# Assignment A
Please quote the text on barriers to re-use, starting with "This page consists" and going on through "to Facilitate Synthesis.".
# Assignment B
List every question in the text on barriers to re-use that begins with "How important are these".

** Text section follows **

This page consists of user stories from ourselves and other scientists who were kind enough to share their comments, and for giving permission for this material to be used in Stoltzfus, et al., Sharing and ReUse of Phylogenetic Trees (and Associated Data) to Facilitate Synthesis.

A provisional taxonomy of barriers to re-use

This is an attempt to create a taxonomy, in hopes of clarifying ideas about barriers to re-use, to serve as a guide for more detailed attempts to characterize barriers.

Before acquiring potentially re-useable information...

  • How important are these barriers to identifying and locating relevant records?
    • resources exist but do people know of them (lack of marketing, advertising?)
    • lack of intelligent, comprehensive search interfaces
      • false positives, false negatives, search inadequacies
      • lack of indexing of much biological literature in PubMed, Scopus, WoS
    • lack of archiving of original data sets (i.e., archived electronic record does not exist)
  • How important are these barriers to accessing and downloading relevant records?
    • paywalls
    • ease of accessibility (e.g. TreeBASE 1 [bad] & TimeTree iPhone app [good] )

After acquiring re-useable information, but before re-use...

  • How important are these barriers to extracting re-useable information from accessed records?
    • extracting/obtaining the data (data is stored in inappropriate formats and/or not online)
    • interpreting the data presented (ambiguity and lack of adequate metadata)
  • How important are these other barriers to re-using information extracted from records
    • inadequate taxon coverage
      • can't find a specific OTU of interest (e.g., new gene seq)

** End of Text section **
** Data extract follows **

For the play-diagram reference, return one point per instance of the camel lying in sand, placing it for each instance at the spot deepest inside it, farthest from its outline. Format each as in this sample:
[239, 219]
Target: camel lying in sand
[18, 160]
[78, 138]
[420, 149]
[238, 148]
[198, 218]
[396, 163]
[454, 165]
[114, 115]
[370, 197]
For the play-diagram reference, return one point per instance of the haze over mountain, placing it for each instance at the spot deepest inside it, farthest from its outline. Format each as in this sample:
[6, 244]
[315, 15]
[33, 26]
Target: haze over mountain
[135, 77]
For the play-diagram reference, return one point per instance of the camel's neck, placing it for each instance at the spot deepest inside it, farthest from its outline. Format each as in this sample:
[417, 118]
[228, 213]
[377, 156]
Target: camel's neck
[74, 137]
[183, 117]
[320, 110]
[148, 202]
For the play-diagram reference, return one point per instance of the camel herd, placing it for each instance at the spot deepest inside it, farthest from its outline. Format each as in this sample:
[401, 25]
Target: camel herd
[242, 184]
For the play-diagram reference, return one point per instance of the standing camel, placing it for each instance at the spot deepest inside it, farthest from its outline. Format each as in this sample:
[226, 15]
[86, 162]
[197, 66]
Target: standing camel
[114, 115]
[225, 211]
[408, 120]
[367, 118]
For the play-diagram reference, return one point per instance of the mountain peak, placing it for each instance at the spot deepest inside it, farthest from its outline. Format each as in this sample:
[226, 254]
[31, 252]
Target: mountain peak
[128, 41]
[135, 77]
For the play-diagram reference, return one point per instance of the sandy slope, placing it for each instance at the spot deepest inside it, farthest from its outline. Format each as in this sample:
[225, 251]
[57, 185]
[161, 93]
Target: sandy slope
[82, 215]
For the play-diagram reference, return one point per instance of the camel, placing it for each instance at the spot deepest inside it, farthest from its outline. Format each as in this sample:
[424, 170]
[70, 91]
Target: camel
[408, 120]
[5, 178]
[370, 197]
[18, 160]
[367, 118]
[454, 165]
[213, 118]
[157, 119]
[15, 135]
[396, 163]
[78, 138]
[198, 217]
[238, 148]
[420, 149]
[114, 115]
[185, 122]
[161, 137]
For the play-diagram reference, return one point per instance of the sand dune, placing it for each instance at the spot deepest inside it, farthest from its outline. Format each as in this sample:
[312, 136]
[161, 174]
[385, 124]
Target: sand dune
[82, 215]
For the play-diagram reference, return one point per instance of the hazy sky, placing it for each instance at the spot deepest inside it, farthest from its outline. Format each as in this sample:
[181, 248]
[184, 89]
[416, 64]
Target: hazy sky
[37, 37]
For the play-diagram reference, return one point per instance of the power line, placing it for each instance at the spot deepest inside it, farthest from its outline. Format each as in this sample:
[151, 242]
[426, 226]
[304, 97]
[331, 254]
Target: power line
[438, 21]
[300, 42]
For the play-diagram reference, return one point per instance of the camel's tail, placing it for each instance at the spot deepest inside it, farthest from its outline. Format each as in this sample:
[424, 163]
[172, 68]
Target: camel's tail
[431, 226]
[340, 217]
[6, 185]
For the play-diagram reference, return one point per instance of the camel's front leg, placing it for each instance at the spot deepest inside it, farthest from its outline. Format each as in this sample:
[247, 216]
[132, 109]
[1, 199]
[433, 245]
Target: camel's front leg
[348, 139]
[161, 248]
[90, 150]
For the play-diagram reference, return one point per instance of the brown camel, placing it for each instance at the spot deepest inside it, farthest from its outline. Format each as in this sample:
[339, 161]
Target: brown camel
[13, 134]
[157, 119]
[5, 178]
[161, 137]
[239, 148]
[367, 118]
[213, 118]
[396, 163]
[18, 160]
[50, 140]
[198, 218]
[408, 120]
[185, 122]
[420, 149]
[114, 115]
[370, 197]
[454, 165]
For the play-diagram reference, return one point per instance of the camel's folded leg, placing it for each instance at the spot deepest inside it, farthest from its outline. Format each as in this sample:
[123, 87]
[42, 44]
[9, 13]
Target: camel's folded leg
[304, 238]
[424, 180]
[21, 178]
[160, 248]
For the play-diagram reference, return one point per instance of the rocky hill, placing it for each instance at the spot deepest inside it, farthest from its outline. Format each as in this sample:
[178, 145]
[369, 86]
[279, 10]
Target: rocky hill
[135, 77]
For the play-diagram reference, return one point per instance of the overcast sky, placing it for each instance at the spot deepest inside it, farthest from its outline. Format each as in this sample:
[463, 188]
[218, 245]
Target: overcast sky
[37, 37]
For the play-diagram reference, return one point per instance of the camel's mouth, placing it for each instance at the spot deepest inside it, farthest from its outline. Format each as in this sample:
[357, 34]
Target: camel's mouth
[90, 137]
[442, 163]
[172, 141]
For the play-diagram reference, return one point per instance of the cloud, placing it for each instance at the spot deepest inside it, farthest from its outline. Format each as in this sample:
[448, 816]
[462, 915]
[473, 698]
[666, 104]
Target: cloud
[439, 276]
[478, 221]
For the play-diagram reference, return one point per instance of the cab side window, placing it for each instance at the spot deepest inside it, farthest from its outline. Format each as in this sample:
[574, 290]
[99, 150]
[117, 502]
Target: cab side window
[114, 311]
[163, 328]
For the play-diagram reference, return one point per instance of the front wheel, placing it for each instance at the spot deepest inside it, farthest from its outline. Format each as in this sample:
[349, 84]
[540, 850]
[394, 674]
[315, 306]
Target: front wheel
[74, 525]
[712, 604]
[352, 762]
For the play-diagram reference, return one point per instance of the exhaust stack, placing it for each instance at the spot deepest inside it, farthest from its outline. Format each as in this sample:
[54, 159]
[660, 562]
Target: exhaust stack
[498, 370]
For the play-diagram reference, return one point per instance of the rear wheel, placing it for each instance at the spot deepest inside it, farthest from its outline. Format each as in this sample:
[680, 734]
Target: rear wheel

** End of Data extract **

# Task result A
This page consists of user stories from ourselves and other scientists who were kind enough to share their comments, and for giving permission for this material to be used in Stoltzfus, et al., Sharing and ReUse of Phylogenetic Trees (and Associated Data) to Facilitate Synthesis.

# Task result B
- How important are these barriers to identifying and locating relevant records?
- How important are these barriers to accessing and downloading relevant records?
- How important are these barriers to extracting re-useable information from accessed records?
- How important are these other barriers to re-using information extracted from records